» What you have to do: Pull out every line of the records below that contains the string "shadow", matching case exactly.

» Records taken from a collection:
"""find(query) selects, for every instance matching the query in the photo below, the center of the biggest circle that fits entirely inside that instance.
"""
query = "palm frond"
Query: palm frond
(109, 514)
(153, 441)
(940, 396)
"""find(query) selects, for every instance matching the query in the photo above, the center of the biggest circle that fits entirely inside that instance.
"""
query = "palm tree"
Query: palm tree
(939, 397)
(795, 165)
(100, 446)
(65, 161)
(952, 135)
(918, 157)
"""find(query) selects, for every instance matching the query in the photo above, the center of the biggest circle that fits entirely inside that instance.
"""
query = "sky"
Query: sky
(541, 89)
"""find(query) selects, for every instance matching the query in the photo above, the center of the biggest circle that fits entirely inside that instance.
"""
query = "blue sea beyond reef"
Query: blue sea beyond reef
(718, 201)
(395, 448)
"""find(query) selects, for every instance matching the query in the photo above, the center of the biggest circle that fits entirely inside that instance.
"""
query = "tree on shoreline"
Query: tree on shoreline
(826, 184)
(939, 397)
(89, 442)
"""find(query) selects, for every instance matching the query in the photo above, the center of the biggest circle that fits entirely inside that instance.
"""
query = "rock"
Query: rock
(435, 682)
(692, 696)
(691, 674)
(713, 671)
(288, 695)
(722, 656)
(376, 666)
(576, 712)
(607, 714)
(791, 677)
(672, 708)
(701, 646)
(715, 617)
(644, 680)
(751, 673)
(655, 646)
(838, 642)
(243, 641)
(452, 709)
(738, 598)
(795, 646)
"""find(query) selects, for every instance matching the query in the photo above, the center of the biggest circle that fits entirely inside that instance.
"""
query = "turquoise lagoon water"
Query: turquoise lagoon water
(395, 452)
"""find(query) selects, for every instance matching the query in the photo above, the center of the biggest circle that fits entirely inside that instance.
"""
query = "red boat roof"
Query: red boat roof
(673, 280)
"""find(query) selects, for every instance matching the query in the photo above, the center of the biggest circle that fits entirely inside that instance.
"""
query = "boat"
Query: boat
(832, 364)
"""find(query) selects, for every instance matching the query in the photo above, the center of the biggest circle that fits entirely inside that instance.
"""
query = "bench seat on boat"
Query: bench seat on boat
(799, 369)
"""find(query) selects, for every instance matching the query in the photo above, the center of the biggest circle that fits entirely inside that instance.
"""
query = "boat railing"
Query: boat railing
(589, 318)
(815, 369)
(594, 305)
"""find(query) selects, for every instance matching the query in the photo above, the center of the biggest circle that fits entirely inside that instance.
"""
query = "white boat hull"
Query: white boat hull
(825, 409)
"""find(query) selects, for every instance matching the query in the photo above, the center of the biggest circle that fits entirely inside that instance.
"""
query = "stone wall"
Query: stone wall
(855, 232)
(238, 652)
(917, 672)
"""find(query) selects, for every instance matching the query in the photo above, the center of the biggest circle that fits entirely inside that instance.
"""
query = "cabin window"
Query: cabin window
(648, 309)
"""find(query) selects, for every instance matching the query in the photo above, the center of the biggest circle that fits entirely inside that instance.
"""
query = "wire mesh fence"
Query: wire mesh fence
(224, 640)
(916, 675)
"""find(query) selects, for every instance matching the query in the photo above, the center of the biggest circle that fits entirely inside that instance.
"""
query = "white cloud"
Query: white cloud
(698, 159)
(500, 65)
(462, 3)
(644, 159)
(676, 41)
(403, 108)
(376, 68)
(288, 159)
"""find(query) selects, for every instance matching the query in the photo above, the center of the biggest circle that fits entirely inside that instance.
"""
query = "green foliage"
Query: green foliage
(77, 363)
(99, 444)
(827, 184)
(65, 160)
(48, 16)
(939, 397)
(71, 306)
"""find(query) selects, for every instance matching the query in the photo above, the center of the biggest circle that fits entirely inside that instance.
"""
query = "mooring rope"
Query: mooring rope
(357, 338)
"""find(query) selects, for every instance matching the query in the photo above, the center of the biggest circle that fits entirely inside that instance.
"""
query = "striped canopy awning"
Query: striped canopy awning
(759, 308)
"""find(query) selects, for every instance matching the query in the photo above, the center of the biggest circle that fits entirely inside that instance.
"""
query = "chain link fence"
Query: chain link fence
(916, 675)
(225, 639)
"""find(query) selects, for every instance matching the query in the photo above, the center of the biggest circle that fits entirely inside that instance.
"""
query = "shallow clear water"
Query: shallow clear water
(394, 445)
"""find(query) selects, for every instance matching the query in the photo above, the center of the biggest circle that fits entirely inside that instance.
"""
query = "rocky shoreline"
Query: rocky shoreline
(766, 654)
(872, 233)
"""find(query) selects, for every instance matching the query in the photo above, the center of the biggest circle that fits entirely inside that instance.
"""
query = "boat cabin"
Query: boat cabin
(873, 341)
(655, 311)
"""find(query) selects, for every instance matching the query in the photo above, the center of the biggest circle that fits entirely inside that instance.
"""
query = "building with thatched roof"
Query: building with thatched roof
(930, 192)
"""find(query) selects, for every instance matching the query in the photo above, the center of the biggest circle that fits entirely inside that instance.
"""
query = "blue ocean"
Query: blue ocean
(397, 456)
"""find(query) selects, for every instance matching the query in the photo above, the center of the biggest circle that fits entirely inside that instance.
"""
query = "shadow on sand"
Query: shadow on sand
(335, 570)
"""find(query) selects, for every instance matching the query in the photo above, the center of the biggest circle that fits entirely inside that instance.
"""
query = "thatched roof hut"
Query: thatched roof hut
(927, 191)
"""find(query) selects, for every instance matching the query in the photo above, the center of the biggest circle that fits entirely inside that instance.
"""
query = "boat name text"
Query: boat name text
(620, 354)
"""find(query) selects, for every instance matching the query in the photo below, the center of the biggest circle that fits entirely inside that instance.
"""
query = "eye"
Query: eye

» Finished exercise:
query = "shadow on sand"
Query: shadow on sand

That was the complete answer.